→ Written instruction A
Tally the lines of the records that contain the word "blue" and give only that number.

→ Extracted text
====

But a circuit breaker is only the first chapter.
Over time, production systems grow a whole resilience vocabulary: circuit breaking, careful probing, retries, concurrency limits, fairness between callers, operational overrides, and observability. This repository implements that vocabulary as small, composable primitives.
If you only remember one sentence, remember this:
You are not “calling a dependency”. You are negotiating with it.
The negotiation is driven by history (what happened recently), by current state (open/half-open/closed), by per-request context (tenant, endpoint, risk), and sometimes by operational reality (incident response overrides).
This README is intentionally long-form. It starts with the concepts, then gives an explicit feature catalog, and then expands into realistic usage examples.
Table of contents
- Why circuit breakers
- Core concepts
- Concepts (extended guide)
- Feature catalog
- Installation
- Quickstart
- HTTP usage
- Default implementations & Examples
- Default HTTP policy
- Customizing default policies
- Retry + Circuit Breaker
- Picking good numbers
- Testing recommendations
- Exceptions
- FAQ
Why circuit breakers
Operations fail in messy ways:
- Timeouts and connection errors (Network)
- Resource exhaustion or locks (Database)
- Rate limits or internal errors (Third-party APIs)
- Slow, unstable performance (Brownouts)
If callers keep attempting a failing action during an outage, you typically get cascading failures:
- worker pool exhaustion
- queue backlogs
- rising latencies across unrelated components
- repeated retries that amplify load right when the system needs less load
A circuit breaker reduces blast radius by:
- failing fast when the action is known to be failing
- waiting a short time before attempting again
- probing carefully to detect recovery
Core concepts
Circuit breakers typically have three states:
closed
Normal mode: calls are allowed. Failures are tracked.
open
Fail-fast mode: calls are blocked for openDurationMs.
half_open
Probe mode after the open duration expires:
- if enough probes succeed → back to
closed - if enough probes fail → back to
open
A key knob you’ll see in this project:
halfOpenFailuresToOpen
Inhalf_open, how many failures you tolerate before flipping back toopen.
This prevents “flapping” (a dependency that briefly looks healthy but collapses again).
Concepts (extended guide)
This section is the “novel” part: a guided walk through the moving parts, and why you might use each.
Keys, dimensions, and context
The unit of protection is a CircuitKey.
CircuitKey::$nameis a stable circuit name like"payments_http"or"database:write".CircuitKey::$dimensionslet you slice the same circuit into many independent partitions (per tenant, provider, region, endpoint section, etc.).
The per-call “who/what/why” is a CircuitContext.
CircuitKey is where state lives. CircuitContext is what you know about this request right now.

====

→ Data entries

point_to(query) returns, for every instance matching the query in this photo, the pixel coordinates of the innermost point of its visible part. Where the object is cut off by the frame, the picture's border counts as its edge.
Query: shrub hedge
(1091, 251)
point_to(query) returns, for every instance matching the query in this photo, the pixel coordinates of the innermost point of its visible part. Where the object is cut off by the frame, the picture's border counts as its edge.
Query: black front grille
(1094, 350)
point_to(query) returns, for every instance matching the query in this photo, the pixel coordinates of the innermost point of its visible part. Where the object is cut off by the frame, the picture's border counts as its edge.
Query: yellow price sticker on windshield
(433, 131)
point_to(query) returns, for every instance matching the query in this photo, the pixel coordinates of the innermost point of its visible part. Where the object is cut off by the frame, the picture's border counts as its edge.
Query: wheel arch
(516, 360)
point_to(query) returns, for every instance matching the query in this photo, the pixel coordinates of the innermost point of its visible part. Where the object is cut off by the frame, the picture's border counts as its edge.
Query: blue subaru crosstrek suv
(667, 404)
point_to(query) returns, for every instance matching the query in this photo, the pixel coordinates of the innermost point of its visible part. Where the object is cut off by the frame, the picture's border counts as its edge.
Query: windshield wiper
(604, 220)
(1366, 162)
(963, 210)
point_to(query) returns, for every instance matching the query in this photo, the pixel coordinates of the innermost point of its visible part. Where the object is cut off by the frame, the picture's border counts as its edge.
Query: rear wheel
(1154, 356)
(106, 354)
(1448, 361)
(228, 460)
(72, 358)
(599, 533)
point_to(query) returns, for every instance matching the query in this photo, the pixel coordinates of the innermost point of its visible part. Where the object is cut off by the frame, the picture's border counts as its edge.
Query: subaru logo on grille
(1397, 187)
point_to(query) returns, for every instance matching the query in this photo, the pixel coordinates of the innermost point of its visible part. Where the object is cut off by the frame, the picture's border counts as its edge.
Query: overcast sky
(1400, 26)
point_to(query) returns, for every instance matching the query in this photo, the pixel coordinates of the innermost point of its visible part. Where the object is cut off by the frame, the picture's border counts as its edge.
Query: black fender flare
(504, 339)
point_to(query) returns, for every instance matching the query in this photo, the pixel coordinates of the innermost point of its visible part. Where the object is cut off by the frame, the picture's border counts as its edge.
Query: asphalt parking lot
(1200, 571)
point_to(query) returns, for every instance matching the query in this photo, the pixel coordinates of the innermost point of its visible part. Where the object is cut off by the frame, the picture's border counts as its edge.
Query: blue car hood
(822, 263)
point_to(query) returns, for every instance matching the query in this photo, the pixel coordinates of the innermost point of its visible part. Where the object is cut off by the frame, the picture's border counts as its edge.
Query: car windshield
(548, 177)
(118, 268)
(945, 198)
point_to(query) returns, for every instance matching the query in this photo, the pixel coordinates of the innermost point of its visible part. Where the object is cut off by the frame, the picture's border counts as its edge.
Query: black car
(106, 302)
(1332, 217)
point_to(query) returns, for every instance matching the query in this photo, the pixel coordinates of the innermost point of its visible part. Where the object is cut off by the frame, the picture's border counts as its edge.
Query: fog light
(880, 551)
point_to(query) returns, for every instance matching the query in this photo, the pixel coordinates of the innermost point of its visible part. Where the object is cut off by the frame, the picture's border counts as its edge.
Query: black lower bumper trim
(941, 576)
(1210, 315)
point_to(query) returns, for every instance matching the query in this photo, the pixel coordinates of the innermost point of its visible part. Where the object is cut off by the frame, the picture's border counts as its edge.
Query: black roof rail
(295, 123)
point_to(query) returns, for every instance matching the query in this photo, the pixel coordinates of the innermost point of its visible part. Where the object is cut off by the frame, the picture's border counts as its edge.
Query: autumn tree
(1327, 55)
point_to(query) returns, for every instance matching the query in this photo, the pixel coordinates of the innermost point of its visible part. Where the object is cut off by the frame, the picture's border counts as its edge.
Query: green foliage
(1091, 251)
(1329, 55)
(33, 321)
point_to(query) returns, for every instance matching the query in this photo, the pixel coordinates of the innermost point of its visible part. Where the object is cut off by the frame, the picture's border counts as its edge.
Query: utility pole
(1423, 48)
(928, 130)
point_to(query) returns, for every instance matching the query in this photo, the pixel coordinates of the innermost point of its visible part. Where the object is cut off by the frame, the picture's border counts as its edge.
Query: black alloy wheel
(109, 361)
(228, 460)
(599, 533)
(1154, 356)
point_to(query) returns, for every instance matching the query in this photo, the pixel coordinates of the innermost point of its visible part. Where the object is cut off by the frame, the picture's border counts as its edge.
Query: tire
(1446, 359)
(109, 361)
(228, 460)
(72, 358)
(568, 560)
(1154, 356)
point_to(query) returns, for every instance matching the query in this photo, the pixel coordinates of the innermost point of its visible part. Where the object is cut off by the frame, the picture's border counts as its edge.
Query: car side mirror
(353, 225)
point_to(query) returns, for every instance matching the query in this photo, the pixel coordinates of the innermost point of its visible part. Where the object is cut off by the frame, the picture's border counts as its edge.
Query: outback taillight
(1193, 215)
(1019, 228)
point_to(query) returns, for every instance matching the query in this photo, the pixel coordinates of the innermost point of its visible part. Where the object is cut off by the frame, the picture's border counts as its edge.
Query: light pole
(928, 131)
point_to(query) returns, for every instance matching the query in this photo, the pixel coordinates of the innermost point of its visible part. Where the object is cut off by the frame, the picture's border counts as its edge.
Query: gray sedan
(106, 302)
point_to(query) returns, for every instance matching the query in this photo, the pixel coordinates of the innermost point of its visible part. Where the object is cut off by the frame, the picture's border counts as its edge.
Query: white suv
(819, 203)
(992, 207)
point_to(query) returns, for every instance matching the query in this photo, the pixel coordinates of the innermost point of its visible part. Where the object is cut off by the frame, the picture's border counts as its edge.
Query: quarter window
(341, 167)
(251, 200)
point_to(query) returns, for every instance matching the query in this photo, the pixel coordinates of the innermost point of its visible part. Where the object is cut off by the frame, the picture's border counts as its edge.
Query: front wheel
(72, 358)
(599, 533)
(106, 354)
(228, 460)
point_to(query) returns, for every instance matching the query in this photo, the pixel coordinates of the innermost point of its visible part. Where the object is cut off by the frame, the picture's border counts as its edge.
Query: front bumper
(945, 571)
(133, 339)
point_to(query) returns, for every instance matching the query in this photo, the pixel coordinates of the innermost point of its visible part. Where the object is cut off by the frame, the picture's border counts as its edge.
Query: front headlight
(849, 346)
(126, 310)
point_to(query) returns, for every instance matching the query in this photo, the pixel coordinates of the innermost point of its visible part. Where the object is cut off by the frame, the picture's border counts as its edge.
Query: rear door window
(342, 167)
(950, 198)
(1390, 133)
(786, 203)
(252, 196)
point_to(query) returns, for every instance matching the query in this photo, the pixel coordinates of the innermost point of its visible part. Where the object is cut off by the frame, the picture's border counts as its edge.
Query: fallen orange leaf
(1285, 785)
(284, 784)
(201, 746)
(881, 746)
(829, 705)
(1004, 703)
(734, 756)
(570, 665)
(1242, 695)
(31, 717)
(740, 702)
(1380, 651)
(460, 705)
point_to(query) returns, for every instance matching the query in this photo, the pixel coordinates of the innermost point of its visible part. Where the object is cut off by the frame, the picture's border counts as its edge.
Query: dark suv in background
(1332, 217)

====

→ Written instruction B
Proceed with the circuit breaker README, picking up right after its final sentence.

→ Result A
2

→ Result B
In storage-backed implementations, a circuit key needs a stable identifier. This project provides CircuitKey::id() for that purpose.
Policies, outcomes, and signals
CircuitPolicyInterface answers two questions:
- Should I allow this call right now? (
decide(...)→PolicyDecision) - What should happen after we observe the outcome? (
onOutcome(...)→TransitionPlan)
The project’s policies operate on two kinds of inputs:
- A
CircuitSnapshot(current state + recent history window) - A
CircuitOutcome(what happened: success/failure, optional signals, optional exception, duration)
Signals are how you convert messy reality into a vocabulary your policy understands.
For example: timeout, http_5xx, fraud_suspected, rate_limited.
The conversion is done by OutcomeClassifierInterface.
State stores and history stores
There are two storage responsibilities:
CircuitStateStoreInterfacestores the current circuit state (closed,open,half_open) and metadata.CircuitHistoryStoreInterfacerecords outcomes over time (counters and/or a time window).
This repo includes multiple storage backends under src/Store/*:
- In-memory stores for tests/local usage
- Redis stores for distributed systems
- PDO stores for SQL-backed persistence
- APCu stores for shared-memory on a single host
Probe gating (half-open concurrency)
When a circuit transitions to half_open, you typically want to probe carefully:
- allow some requests through
- but not so many that a still-broken dependency is hammered
That is what the ProbeGateInterface does.
The core breaker (Core\CircuitBreaker) can acquire a probe gate permit when a decision indicates requiresProbeGate.
Implementations exist for in-memory, Redis, and PDO.
Operational overrides
Production systems need a manual “steering wheel” during incidents.
Overrides let you force behaviour without redeploying code:
- force allow (temporary)
- force deny / force open (temporary)
- attach a reason and metadata
Overrides are implemented via OverrideDeciderInterface and the Redis implementation lives under src/Override/Redis/*.
Retries (circuit-aware)
Retries without a circuit breaker can amplify an outage. Retries without context can also hide persistent failures.
This project integrates with gohany/rtry under src/Integration/Rtry/* so retries can be:
- based on the same outcome classifier and signals
- stopped early when the circuit is clearly unhealthy
- reported back into circuit history
Bulkheads (concurrency limits)
A circuit breaker decides whether you may call. A bulkhead decides how many callers may call concurrently.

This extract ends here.